Geben Sie bitte aus dem Dokumentauszug unten die Stelle wortgetreu wieder, beginnend mit „Weiterhin genehmigungspflichtig sind“ und endend mit „vertretbare Verfahren handelt.“.

Dokumentauszug:
▼

Weiterhin genehmigungspflichtig sind in den meisten Fällen allerdings stationäre Behandlungen - vor allem dann, wenn der Krankenhausaufenthalt 24 Stunden übersteigt und/oder sehr spezialisierte und kostspielige Verfahren zu Anwendung kommen. Ablehnen darf die Krankenversicherung aber nur in Ausnahmefällen. Diese liegen etwa vor, wenn dieselbe Behandlung im Inland innerhalb einer medizinisch vertretbaren Frist durchgeführt werden kann, es sich um sehr riskante oder ethisch im Inland nicht vertretbare Verfahren handelt.

Warten auf Operation

Patienten auf langen Wartelisten für eine bestimmte Operation gehören nach Einschätzung von Peter Liese, CDU-Gesundheitsexperte im EU-Parlament, daher zu den ersten Nutznießern des neuen Gesetzes. Unangemessene Wartezeiten werde es in Zukunft keine mehr geben.

▲

Bereitgestellte Angaben:
▼

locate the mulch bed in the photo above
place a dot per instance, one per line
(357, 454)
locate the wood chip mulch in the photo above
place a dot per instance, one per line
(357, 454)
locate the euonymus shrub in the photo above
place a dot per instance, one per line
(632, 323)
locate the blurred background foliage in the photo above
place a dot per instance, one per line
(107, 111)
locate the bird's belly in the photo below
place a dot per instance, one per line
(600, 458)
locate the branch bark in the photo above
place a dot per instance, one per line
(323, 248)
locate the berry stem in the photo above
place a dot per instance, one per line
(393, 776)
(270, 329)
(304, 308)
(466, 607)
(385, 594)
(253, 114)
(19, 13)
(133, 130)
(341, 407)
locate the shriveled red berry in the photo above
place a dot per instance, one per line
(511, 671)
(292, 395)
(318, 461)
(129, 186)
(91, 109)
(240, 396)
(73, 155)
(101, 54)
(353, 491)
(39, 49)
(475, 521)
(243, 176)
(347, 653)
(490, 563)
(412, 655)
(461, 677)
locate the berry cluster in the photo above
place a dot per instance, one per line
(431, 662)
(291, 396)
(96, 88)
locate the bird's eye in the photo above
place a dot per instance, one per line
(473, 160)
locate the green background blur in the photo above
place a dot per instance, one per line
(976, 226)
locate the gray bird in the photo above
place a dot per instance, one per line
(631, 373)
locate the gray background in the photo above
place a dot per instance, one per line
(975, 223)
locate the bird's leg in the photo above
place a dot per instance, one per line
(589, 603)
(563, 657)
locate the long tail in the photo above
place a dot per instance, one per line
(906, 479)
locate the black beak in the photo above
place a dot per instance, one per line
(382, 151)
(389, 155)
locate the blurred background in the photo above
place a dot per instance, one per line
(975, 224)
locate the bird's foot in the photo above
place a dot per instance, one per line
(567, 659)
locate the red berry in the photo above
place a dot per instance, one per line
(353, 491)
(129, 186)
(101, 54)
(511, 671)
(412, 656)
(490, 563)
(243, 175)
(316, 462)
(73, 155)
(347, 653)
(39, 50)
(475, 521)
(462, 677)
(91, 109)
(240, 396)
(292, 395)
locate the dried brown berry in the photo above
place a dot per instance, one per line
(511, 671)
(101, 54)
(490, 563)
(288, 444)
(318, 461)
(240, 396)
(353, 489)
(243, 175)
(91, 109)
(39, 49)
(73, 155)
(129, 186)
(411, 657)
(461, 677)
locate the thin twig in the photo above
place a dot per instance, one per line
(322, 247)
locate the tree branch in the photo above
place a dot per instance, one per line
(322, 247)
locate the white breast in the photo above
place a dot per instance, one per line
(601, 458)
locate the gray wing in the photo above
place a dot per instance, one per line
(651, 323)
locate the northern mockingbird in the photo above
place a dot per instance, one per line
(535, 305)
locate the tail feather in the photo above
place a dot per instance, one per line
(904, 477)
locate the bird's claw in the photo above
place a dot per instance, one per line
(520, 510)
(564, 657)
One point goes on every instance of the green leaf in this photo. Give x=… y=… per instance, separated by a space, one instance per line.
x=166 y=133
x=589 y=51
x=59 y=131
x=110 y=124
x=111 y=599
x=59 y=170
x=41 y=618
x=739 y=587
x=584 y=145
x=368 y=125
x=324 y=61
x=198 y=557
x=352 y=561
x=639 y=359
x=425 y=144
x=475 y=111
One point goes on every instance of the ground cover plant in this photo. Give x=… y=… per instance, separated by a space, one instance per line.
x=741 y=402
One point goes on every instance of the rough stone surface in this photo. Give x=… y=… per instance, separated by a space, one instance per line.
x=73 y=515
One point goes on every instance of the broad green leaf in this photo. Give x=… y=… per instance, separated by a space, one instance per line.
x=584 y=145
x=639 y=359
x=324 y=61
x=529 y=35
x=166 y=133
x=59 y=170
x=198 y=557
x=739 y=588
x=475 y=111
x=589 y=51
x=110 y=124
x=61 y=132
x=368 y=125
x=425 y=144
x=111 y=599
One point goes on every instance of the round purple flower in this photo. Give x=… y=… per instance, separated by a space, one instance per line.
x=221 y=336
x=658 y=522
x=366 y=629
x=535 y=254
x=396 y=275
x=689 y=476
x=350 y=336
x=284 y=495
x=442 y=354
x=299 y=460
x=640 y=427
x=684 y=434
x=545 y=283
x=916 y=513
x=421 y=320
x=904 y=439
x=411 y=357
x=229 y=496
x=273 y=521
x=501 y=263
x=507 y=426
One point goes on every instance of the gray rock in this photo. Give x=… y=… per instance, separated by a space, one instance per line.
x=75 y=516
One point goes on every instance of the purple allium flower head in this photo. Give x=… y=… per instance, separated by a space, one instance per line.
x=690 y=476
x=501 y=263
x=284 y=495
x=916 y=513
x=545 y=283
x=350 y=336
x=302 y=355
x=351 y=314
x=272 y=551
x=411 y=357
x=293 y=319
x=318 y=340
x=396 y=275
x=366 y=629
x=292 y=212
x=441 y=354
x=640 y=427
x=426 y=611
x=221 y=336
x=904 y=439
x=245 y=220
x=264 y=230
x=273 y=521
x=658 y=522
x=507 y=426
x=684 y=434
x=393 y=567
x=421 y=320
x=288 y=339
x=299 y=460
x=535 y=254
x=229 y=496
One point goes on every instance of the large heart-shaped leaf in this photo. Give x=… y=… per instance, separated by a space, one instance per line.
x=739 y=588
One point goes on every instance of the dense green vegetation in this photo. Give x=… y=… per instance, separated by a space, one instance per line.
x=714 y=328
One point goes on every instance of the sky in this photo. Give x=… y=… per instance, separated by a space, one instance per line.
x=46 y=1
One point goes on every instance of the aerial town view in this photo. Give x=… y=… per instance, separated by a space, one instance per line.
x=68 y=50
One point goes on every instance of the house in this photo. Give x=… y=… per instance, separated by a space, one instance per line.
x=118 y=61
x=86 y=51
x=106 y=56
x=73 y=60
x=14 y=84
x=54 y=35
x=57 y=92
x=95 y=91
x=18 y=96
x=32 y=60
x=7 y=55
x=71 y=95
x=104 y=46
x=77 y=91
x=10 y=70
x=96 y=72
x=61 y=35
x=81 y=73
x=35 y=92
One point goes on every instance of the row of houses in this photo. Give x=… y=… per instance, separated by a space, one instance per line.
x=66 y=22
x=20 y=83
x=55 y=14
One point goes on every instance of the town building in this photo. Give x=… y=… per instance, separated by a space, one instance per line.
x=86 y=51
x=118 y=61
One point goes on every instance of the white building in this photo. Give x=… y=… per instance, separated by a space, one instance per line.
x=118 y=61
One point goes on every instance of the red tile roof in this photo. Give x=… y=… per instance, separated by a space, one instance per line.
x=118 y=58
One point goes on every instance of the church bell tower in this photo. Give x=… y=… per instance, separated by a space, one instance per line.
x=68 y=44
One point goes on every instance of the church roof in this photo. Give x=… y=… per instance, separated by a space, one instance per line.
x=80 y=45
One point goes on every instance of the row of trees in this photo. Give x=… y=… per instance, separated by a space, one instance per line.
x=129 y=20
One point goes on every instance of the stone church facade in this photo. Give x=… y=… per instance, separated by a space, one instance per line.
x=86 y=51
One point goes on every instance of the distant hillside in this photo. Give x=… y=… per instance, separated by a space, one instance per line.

▲

Lösung der Aufgabe:
Weiterhin genehmigungspflichtig sind in den meisten Fällen allerdings stationäre Behandlungen - vor allem dann, wenn der Krankenhausaufenthalt 24 Stunden übersteigt und/oder sehr spezialisierte und kostspielige Verfahren zu Anwendung kommen. Ablehnen darf die Krankenversicherung aber nur in Ausnahmefällen. Diese liegen etwa vor, wenn dieselbe Behandlung im Inland innerhalb einer medizinisch vertretbaren Frist durchgeführt werden kann, es sich um sehr riskante oder ethisch im Inland nicht vertretbare Verfahren handelt.